> Required task: Write out the entries below once more, exactly, with the pictures left out.

_ _ _ _ _ _ _

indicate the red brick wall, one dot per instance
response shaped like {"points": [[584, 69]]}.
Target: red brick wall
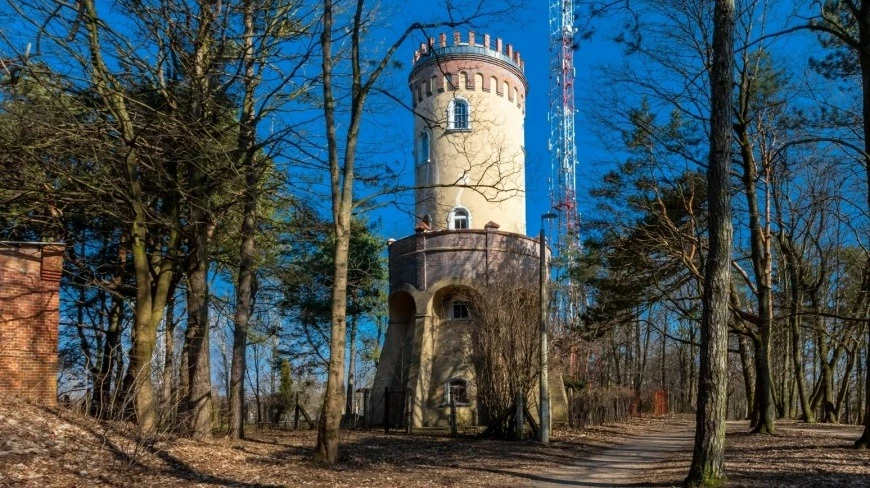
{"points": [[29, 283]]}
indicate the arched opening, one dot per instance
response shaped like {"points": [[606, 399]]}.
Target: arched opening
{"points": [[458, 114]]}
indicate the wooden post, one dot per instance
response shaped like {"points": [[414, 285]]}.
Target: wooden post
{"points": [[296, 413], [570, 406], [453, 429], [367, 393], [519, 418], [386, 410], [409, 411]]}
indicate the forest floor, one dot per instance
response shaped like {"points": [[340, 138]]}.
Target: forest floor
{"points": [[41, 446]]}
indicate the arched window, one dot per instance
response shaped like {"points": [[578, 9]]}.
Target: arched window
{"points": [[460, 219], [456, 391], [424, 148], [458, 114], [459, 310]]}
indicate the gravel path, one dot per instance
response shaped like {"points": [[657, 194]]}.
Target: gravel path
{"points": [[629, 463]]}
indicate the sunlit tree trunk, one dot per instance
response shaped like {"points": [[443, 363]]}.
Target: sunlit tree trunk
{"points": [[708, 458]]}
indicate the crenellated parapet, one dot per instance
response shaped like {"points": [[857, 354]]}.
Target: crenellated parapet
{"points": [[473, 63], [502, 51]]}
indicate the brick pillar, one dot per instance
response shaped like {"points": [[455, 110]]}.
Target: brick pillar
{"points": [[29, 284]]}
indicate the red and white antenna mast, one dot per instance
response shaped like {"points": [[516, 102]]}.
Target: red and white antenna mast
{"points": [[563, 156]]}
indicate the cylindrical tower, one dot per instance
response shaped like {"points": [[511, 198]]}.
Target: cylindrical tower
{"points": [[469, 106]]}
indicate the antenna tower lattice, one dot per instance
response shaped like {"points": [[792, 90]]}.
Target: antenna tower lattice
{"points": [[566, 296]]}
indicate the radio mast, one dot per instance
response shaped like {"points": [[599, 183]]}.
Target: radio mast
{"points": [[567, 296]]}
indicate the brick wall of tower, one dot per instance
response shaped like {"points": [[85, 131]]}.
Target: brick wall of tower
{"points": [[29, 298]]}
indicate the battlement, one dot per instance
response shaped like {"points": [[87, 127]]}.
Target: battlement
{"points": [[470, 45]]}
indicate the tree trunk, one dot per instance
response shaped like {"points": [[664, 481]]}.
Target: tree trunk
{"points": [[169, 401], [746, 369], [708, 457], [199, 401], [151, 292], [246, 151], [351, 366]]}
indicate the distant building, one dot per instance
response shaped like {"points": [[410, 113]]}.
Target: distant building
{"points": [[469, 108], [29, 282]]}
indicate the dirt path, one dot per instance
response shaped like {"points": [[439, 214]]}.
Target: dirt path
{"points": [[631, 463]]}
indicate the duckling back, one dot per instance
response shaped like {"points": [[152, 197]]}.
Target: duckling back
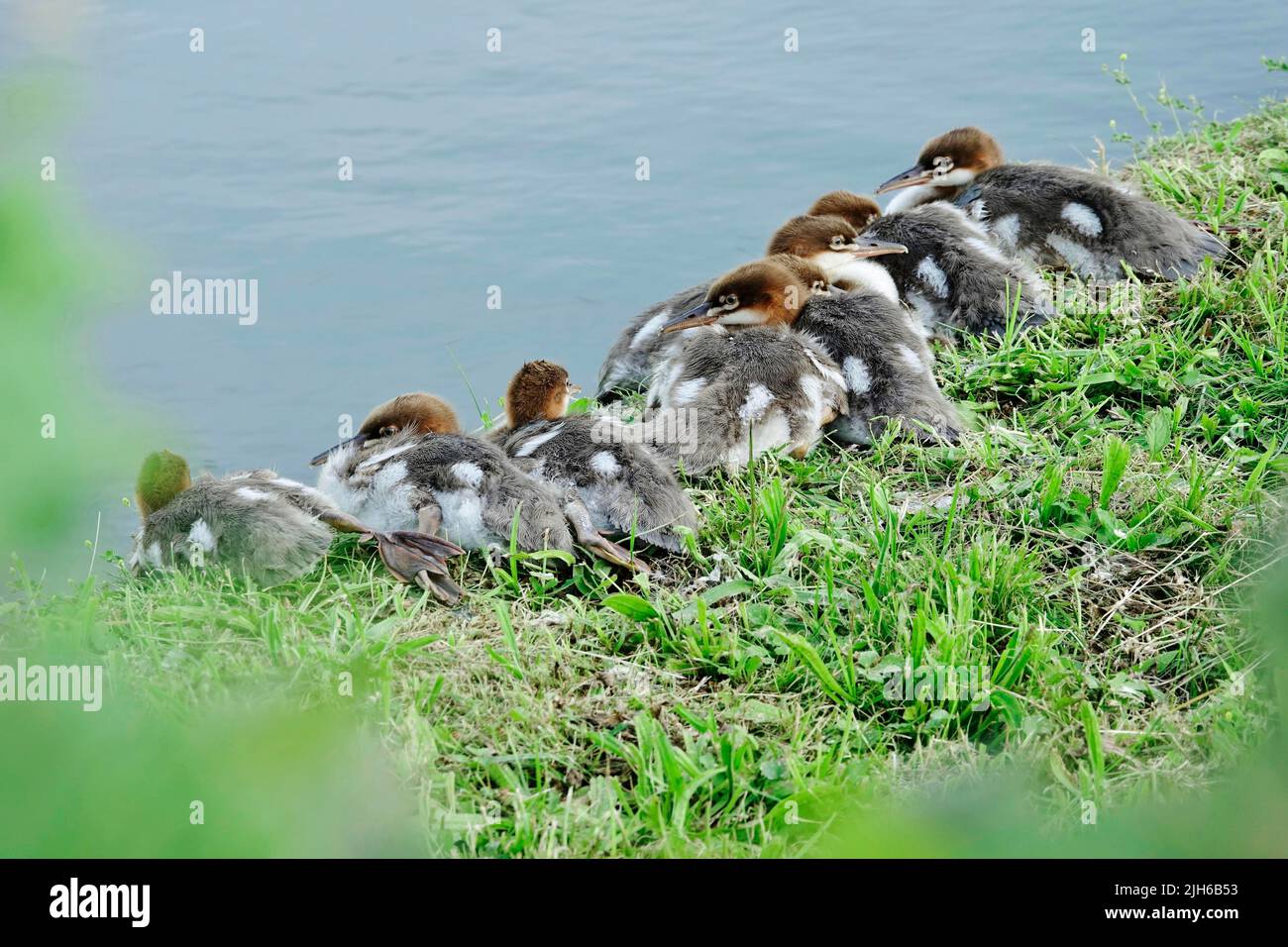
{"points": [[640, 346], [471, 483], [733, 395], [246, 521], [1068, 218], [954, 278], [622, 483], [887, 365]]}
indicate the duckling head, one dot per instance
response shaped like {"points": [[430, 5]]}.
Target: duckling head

_ _ _ _ _ _ _

> Response:
indicate the red brick wall, one dot per instance
response shaped like {"points": [[584, 69]]}.
Target: red brick wall
{"points": [[29, 283]]}
indicate the arched opening, one dot per instance
response shaped like {"points": [[606, 399]]}.
Target: arched opening
{"points": [[458, 114]]}
indicate the wooden post, one dot per instance
response shaped like {"points": [[414, 285]]}.
Target: wooden post
{"points": [[296, 413], [570, 406], [453, 429], [367, 393], [519, 418], [386, 410], [409, 411]]}
indicate the forest floor, one dot per instance
response shaped like {"points": [[340, 138]]}.
Target: forest floor
{"points": [[41, 446]]}
indicate the arched window, one dot per instance
response shaped like {"points": [[578, 9]]}.
Target: arched window
{"points": [[460, 219], [456, 391], [424, 148], [458, 114], [459, 310]]}
indicate the gravel path, one dot per instance
response shaped like {"points": [[657, 194]]}.
Target: gravel path
{"points": [[629, 463]]}
indicate the sunlit tree trunk, one dot per instance
response shaped like {"points": [[443, 363]]}.
Target: sunlit tree trunk
{"points": [[708, 458]]}
indicate the crenellated parapet, one dot per instance
response shaped like {"points": [[857, 354]]}.
Target: crenellated parapet
{"points": [[473, 63], [502, 51]]}
indicate the brick pillar, one dot per instance
response shaped like {"points": [[455, 110]]}.
Target: brick pillar
{"points": [[29, 284]]}
indicate the red and white antenna mast, one dot per instance
response shaped like {"points": [[516, 102]]}.
Target: red and white antenna mast
{"points": [[563, 156]]}
indicate the cylindrical tower, one dot per instance
response shaped like {"points": [[511, 198]]}.
Target: cylindrical tower
{"points": [[469, 106]]}
indicate the antenna tower lattice, one dot per instance
response shaped like {"points": [[792, 90]]}.
Target: antenna tower lattice
{"points": [[566, 296]]}
indicate the radio mast, one dot per instance
response shaped like {"points": [[599, 183]]}.
Target: radio mast
{"points": [[567, 296]]}
indicate the brick wall of tower, one dot per instance
response shaped like {"points": [[85, 131]]}.
Target: brick wall of tower
{"points": [[29, 298]]}
indicate the battlement, one dot per instance
response shaped like {"points": [[87, 127]]}.
Target: battlement
{"points": [[470, 45]]}
indicate the tree trunk, one dot per instance
response shaped like {"points": [[664, 481]]}.
Target: tree trunk
{"points": [[169, 401], [746, 369], [708, 457], [199, 401], [151, 292], [246, 151], [351, 366]]}
indicate the distant building, one dot per instance
response shaped like {"points": [[410, 113]]}.
Target: distant building
{"points": [[469, 108], [29, 282]]}
indicate the dirt path, one dot per instance
response shaped like {"points": [[439, 214]]}.
Target: dirt path
{"points": [[631, 463]]}
indicate the duckling back, one dot per instance
response shaped like {"points": [[152, 197]]}.
Target: duckling back
{"points": [[640, 346], [471, 483], [733, 395], [246, 521], [1068, 218], [954, 278], [622, 483], [887, 365]]}
indicate the duckling head, one dot per instance
response shaped like {"points": [[430, 5]]}.
Target: duckling head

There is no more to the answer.